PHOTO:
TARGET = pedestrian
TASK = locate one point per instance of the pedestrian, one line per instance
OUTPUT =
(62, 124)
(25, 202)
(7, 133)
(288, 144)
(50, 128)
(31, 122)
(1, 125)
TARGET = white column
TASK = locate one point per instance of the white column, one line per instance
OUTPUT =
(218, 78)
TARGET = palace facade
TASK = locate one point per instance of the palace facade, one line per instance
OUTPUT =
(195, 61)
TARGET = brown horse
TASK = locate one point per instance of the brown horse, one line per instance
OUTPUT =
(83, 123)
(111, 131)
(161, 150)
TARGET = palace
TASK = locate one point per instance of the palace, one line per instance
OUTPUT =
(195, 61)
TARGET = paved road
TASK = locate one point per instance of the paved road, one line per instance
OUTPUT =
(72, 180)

****

• BRIEF
Would you please transcribe each line of the material exactly?

• RESPONSE
PHOTO:
TARGET = pedestrian
TASK = locate one point per instance of the pedestrian, one line per instance
OUTPUT =
(62, 124)
(25, 202)
(7, 133)
(288, 144)
(50, 128)
(31, 122)
(1, 125)
TARGET = white column
TASK = locate one point per instance of the white column, one line per instance
OUTPUT =
(218, 78)
TARGET = palace facade
TASK = locate one point per instance of the palace facade, one line per instance
OUTPUT =
(195, 61)
TARGET = brown horse
TASK = locate one point per instance of the brown horse, one line per instance
OUTPUT =
(83, 123)
(111, 131)
(161, 150)
TARGET = palace
TASK = locate one point per instance of the palace, one line per instance
OUTPUT =
(195, 61)
TARGET = paved road
TASK = locate one point per instance of the paved road, one line per instance
OUTPUT =
(72, 180)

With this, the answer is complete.